**Exercise aim**
Return every line of the records that contains the string "rock". Matching is case-sensitive.

**Entries supplied**
* * *
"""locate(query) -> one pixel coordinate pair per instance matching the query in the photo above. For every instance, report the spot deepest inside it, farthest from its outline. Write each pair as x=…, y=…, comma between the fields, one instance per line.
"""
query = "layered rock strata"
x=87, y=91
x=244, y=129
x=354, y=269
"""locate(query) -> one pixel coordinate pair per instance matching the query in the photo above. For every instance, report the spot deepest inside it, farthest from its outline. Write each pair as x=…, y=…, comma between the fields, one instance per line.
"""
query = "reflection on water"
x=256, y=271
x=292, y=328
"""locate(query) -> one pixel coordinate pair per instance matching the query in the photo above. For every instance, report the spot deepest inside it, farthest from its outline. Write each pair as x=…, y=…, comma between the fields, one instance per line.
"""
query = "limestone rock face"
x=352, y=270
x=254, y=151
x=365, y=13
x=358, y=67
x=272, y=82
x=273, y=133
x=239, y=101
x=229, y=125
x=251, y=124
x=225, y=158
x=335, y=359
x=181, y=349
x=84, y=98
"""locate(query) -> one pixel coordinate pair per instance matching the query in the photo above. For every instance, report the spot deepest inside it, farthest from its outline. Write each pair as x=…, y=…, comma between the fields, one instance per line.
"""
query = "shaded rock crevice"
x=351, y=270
* * *
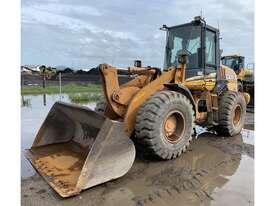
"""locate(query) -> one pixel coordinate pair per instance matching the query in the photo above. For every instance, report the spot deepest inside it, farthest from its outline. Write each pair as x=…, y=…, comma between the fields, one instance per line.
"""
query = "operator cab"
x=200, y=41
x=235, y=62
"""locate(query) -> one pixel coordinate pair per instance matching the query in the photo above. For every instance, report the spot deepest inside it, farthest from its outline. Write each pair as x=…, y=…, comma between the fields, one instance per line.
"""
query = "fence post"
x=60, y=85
* * *
**Expected answer**
query = "layered rock strata"
query = "limestone rock face"
query = "shaded rock crevice"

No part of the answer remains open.